What you have to do
Reproduce all entries word for word.

(Point labeling examples)
————
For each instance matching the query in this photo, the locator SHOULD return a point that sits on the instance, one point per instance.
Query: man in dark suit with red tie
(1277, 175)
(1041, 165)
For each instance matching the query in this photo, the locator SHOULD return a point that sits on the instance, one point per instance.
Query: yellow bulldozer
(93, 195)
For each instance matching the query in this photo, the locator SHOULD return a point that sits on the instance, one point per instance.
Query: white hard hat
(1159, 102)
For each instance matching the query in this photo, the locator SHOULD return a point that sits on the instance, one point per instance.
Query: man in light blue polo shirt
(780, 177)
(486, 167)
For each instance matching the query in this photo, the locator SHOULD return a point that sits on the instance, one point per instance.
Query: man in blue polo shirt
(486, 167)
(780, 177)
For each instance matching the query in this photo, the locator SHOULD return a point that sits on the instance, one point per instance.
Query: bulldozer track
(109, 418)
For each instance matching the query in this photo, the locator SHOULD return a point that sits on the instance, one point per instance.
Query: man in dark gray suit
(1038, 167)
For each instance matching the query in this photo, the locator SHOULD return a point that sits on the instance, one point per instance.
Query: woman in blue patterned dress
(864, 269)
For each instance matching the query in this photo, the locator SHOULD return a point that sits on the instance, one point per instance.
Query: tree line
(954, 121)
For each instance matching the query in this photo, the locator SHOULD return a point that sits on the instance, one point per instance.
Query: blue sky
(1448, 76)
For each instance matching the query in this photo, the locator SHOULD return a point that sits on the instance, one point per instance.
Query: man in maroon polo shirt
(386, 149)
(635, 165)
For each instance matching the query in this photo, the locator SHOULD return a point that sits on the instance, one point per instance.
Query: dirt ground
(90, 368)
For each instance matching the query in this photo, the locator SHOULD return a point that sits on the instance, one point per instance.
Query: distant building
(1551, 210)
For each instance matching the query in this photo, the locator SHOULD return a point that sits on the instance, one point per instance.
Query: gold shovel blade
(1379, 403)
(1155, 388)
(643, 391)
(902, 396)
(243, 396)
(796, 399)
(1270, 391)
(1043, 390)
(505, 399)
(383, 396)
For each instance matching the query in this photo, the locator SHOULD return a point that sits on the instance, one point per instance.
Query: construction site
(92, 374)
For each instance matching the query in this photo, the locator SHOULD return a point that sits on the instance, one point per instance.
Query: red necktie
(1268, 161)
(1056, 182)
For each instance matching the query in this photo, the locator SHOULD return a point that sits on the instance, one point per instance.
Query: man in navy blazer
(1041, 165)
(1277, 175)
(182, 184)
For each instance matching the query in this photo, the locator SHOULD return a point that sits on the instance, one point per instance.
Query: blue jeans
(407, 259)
————
Completed task
For each instance matching the query in this photo, the locator SHOULD return a point that sits on the instance, one point per instance.
Query: man in dark suit with red tie
(1277, 175)
(1041, 165)
For each instance matching the query in this photo, the locator SHOULD return a point that sits on the instance, one point per instance.
Query: yellow bulldozer
(93, 195)
For each instance matching the query in this photo, the locator SHOULD return a point that sits on the instance, one point per instance.
Query: white hard hat
(1159, 102)
For each instance matching the query in this photo, the locator SHOULD return a point that sits on the instance, one point per instance.
Query: man in light blue polo shirt
(780, 177)
(486, 167)
For each instance matching the query in this photo, the locator SHOULD return a point that sits on the instance, one point per instance.
Query: man in blue polo shirt
(486, 167)
(780, 177)
For each instance matching the query in this photo, the locator SHOULD return a point that sits on the instance, one point per instance.
Query: bulldozer track
(109, 418)
For each instance matching the query in this photo, the locator SHOULD return a point that sits on the instance, one point per instance.
Query: man in dark gray suit
(1038, 167)
For each instance matching the query in this photo, the locator SHOULD return a point that sits on the instance, one point per instance.
Query: woman in blue patterned dress
(864, 269)
For each instance matching the query in this photo, the locator SHOULD return a point that sits on the instance, one point per instance.
Query: tree line
(954, 121)
For each instance matching the query in this photo, the locator SHOULD return a point that sits on the instance, one point per instance.
Query: blue sky
(1448, 76)
For each instance matching the query in this photo, the locator SHOULD return a point that sits on the instance, one point per instance.
Query: man in maroon polo shirt
(386, 149)
(635, 165)
For each instance matching the query in this photo, the locator SHOULD return a point that sits on the instance, one point per instance.
Query: dirt ground
(90, 368)
For each instance matching the query in this photo, the locator SHOULD return a point that sits on the instance, one point per instance.
Query: distant building
(1551, 210)
For each instance matching the query in this photo, the locator SHOULD return a point that sits on the instance, one point per instance.
Query: gold shovel blade
(1379, 403)
(1155, 388)
(643, 391)
(902, 396)
(243, 396)
(796, 399)
(1270, 391)
(1043, 390)
(505, 399)
(383, 396)
For each instance matching the query in this photo, the locator SHOULD return a point that sits on the instance, one point per instance.
Query: construction site
(92, 374)
For each instance matching the query in this photo, the locator SHOULD return a point that sits on the instance, one point per instance.
Query: red necktie
(1268, 161)
(1056, 182)
For each instance matching the query in this photo, the locator SHOULD return a point that sits on the instance, one point per instance.
Query: man in navy blazer
(1041, 165)
(1277, 175)
(182, 184)
For each instance matching the query in this photo, the locator SHOULD return a point that sits on the instance, one point per instance.
Query: blue jeans
(407, 259)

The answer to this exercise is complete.